▸ Requirement: Copy the data below exactly.

[START OF Records provided]

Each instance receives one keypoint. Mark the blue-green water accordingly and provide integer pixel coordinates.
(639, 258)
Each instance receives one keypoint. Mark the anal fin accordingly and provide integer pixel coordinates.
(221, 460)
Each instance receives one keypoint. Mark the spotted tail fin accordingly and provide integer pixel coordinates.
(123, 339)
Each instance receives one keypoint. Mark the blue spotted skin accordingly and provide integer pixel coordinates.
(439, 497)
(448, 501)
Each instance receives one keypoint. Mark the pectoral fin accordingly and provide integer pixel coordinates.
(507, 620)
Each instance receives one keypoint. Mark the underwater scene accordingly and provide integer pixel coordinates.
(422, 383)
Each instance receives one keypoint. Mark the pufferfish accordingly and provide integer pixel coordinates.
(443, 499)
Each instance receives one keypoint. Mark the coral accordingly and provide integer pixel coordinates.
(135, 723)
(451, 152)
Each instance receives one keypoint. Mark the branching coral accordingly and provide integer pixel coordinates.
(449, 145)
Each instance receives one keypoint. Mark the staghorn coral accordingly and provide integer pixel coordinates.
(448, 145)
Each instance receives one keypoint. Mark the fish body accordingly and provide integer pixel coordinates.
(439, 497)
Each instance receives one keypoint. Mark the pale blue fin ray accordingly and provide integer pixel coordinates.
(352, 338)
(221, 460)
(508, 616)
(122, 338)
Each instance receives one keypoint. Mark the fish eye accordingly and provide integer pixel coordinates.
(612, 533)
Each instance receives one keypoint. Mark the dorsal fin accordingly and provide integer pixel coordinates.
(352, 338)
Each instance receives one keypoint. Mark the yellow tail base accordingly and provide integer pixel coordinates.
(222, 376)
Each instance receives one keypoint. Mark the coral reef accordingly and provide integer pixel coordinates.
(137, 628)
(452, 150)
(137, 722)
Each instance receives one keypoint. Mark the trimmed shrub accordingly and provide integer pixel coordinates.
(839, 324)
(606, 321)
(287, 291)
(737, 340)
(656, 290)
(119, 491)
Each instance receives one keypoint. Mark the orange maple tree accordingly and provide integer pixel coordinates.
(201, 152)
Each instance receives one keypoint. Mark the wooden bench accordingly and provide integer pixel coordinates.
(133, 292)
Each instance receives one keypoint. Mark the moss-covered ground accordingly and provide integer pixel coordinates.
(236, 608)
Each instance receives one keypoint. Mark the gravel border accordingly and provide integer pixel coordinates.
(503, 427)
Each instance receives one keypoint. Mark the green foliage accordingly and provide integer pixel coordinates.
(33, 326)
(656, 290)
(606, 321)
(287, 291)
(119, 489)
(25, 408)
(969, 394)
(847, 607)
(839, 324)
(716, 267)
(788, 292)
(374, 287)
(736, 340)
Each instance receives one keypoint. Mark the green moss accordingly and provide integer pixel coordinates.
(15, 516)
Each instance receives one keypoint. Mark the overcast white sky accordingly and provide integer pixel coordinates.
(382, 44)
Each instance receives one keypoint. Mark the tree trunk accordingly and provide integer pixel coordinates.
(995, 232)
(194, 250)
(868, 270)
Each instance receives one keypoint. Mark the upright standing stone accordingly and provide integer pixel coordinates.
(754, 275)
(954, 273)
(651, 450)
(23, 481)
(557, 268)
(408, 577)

[END OF Records provided]

▸ Task answer:
Each instance receives one keypoint. Mark the blue-green water accordingly and provide integer pixel coordinates.
(639, 258)
Each instance receives one keypoint. Mark the anal fin accordingly and provide integer pixel coordinates.
(221, 460)
Each instance receives one keypoint. Mark the spotted tail fin accordingly and provide integer pixel coordinates.
(123, 339)
Each instance receives one keypoint. Mark the blue spotted skin accordingly and provide integer pixel coordinates.
(439, 497)
(448, 501)
Each instance receives one keypoint. Mark the pectoral fin accordingly and provide integer pixel coordinates.
(507, 620)
Each instance receives one keypoint. Mark the underwater scene accordingly and provide integer pixel coordinates.
(422, 383)
Each instance receives one keypoint. Mark the pufferfish accordingly and provide integer pixel coordinates.
(443, 499)
Each instance receives one keypoint. Mark the coral accordingly and provide integer pixel coordinates.
(135, 723)
(451, 152)
Each instance receives one keypoint. Mark the branching coral accordingly and provide integer pixel coordinates.
(449, 145)
Each instance receives one keypoint. Mark the staghorn coral accordingly and provide integer pixel coordinates.
(448, 145)
Each instance receives one keypoint. Mark the fish body accordingly and provide integer pixel coordinates.
(439, 497)
Each instance receives one keypoint. Mark the pale blue fin ray accordingly and provide integer pixel coordinates.
(352, 338)
(221, 460)
(508, 616)
(122, 338)
Each instance receives one keypoint. Mark the fish eye accordingly and provide integer pixel coordinates.
(612, 533)
Each instance receives one keypoint. Mark the dorsal fin accordingly and provide integer pixel coordinates.
(352, 338)
Each instance receives one keypoint. Mark the yellow tail base accordingly and provide integer pixel coordinates.
(222, 376)
Each instance receives one keypoint. Mark the coral reef accordingly and provide integer pixel coordinates.
(137, 628)
(452, 150)
(137, 722)
Each instance receives one keypoint. Mark the trimmed shrub accordingly and provide integer pixel coordinates.
(839, 324)
(606, 321)
(287, 291)
(737, 340)
(656, 290)
(119, 491)
Each instance receives one keypoint. Mark the orange maple tree accordingly and provide integer pixel coordinates.
(201, 152)
Each instance receives one keypoint. Mark the wooden bench accordingly and provide integer pixel coordinates.
(133, 292)
Each instance receives one keypoint. Mark the moss-covered ground accordingly and provide integer pixel coordinates.
(236, 608)
Each instance receives one keypoint. Mark the gravel border accordingly and provide integer pixel coordinates.
(503, 427)
Each instance receives one keypoint. Mark the green foliage accordingly and provide integer pixel coordinates.
(33, 326)
(656, 290)
(606, 321)
(287, 291)
(119, 489)
(25, 408)
(969, 394)
(847, 607)
(839, 324)
(716, 267)
(788, 292)
(374, 287)
(736, 340)
Each instance receives one keypoint. Mark the green moss accordingly and provide integer pixel coordinates.
(15, 516)
Each instance receives one keypoint. Mark the overcast white sky accordingly and provide integer pixel coordinates.
(382, 44)
Each instance receives one keypoint. Mark the tree trunk accordingly and provide integer pixel coordinates.
(995, 232)
(194, 250)
(868, 270)
Each instance receives one keypoint. Mark the upright standing stone accordingly and provide integer pixel coordinates.
(754, 275)
(954, 273)
(651, 450)
(23, 481)
(557, 268)
(408, 577)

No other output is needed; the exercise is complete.